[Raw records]
§ §

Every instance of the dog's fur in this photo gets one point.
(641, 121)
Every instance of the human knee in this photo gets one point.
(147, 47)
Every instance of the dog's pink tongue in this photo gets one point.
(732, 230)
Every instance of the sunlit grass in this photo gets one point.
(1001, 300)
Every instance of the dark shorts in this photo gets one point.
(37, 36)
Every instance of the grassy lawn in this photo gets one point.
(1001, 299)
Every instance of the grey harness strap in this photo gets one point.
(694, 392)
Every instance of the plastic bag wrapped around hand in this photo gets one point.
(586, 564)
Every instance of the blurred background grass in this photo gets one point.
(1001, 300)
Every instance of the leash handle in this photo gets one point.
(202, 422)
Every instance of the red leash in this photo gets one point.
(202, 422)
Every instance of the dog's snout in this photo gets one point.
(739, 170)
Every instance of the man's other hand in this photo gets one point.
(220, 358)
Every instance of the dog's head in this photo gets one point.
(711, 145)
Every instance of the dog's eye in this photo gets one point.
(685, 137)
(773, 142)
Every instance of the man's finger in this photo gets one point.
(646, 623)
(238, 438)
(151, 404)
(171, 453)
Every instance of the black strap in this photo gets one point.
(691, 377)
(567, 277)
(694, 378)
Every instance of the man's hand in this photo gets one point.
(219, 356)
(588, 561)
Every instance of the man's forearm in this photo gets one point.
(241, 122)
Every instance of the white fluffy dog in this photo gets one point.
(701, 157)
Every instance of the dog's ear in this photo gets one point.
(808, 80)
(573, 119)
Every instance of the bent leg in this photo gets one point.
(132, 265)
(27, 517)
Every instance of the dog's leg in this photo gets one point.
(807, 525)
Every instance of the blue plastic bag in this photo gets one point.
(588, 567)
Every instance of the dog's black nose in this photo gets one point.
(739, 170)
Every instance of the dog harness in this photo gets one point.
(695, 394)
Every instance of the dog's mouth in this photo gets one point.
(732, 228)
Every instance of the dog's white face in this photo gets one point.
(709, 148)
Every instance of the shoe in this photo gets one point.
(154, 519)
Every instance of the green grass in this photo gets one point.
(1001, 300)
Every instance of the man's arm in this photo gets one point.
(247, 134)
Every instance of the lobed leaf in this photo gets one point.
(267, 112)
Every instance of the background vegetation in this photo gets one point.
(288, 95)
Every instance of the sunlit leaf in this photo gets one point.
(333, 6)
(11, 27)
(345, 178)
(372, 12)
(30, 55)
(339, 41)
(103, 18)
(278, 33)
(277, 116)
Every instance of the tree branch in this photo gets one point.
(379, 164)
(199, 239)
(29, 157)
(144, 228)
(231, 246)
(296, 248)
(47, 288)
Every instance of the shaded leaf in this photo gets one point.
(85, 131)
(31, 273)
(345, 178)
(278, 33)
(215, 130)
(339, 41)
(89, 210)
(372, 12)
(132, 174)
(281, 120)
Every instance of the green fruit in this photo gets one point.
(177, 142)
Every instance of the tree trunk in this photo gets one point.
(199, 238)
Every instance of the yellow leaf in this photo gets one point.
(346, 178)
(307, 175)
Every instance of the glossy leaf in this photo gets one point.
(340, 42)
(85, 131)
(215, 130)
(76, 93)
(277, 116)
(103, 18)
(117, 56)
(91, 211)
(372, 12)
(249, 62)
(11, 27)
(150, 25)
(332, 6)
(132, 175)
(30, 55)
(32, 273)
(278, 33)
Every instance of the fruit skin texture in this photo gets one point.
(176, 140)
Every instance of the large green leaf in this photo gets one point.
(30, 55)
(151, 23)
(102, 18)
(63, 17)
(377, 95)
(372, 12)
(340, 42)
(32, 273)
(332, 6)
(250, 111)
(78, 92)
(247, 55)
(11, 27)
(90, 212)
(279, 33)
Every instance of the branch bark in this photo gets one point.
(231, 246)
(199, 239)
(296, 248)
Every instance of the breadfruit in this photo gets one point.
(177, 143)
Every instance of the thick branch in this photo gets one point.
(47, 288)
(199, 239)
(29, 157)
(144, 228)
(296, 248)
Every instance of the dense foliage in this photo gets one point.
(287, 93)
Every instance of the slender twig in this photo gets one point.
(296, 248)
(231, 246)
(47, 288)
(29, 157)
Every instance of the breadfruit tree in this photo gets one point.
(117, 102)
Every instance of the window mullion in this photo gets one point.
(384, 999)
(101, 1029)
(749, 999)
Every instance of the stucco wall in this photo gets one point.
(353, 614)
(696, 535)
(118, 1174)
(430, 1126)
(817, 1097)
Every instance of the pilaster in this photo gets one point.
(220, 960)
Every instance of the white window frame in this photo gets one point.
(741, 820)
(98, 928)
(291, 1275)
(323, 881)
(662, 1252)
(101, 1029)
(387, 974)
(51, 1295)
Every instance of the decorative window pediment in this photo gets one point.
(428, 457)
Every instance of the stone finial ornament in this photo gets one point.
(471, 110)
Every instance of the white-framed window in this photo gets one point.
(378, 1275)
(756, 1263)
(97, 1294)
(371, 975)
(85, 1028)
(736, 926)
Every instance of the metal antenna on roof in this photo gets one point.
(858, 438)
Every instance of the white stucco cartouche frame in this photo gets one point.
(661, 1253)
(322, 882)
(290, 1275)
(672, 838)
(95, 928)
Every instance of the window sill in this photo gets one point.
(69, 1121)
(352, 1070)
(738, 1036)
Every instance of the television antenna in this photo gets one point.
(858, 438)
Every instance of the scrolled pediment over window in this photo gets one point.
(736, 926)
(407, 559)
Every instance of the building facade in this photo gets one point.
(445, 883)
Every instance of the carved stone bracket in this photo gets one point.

§ §

**TASK BRIEF:**
Rewrite the entries from the line containing "Every instance of the dense" through the line containing "(817, 1097)", swapping "slender twig" for "thin branch" and keeping everything else the same. Give only those lines.

**CORRECT RESULT:**
Every instance of the dense foliage in this photo gets one point.
(287, 93)
Every instance of the thin branch in this photo gets one point.
(296, 248)
(231, 246)
(47, 288)
(29, 157)
Every instance of the breadfruit tree in this photo gets one point.
(117, 102)
Every instance of the window mullion in this photo gets one point.
(384, 999)
(101, 1029)
(749, 999)
Every instance of the stucco wall in this photo gets one point.
(353, 614)
(696, 535)
(118, 1174)
(430, 1126)
(817, 1097)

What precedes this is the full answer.